## Task to complete
Could you transcribe all of the data exactly and skip any pictures?

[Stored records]
※ ※ ※

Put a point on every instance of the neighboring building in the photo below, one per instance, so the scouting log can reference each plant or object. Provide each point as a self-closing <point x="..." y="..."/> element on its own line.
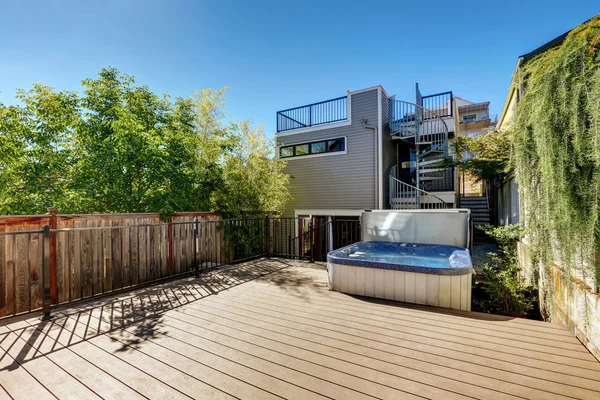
<point x="367" y="150"/>
<point x="565" y="297"/>
<point x="474" y="119"/>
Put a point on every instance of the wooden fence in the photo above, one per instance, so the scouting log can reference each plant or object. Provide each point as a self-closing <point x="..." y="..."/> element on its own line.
<point x="97" y="254"/>
<point x="48" y="260"/>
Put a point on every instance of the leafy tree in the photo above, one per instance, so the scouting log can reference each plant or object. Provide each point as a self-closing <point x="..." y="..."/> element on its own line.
<point x="119" y="147"/>
<point x="490" y="155"/>
<point x="37" y="151"/>
<point x="253" y="180"/>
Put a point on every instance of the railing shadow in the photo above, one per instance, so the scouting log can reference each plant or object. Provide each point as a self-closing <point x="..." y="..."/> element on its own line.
<point x="130" y="319"/>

※ ※ ※

## Your response
Put a point on every instance of the neighboring building in the photo below, one per instance, so the scouting log can reference each plant or object. Provide each point as a self-closing <point x="..." y="..."/> element on its own line.
<point x="367" y="150"/>
<point x="565" y="297"/>
<point x="474" y="119"/>
Put a point on every instance of the wooden fence in the photo above, one per instance, so the scouting log can reference each plant or object. Provide each point as a self-closing <point x="..." y="..."/> element on its own line.
<point x="97" y="254"/>
<point x="48" y="260"/>
Put a point on every instance of the leafy tree in the photo above, one per instance, so the scouting log can reference each plant or object. Provide each point as a self-closing <point x="..." y="..."/> element on its own line.
<point x="119" y="147"/>
<point x="490" y="155"/>
<point x="37" y="151"/>
<point x="253" y="180"/>
Put a point on every instance of the railing shadow in the photo above, one per instance, so the scouting log can reference each plant or object. Provide each point as a self-closing <point x="..." y="..."/> element on its own line.
<point x="130" y="319"/>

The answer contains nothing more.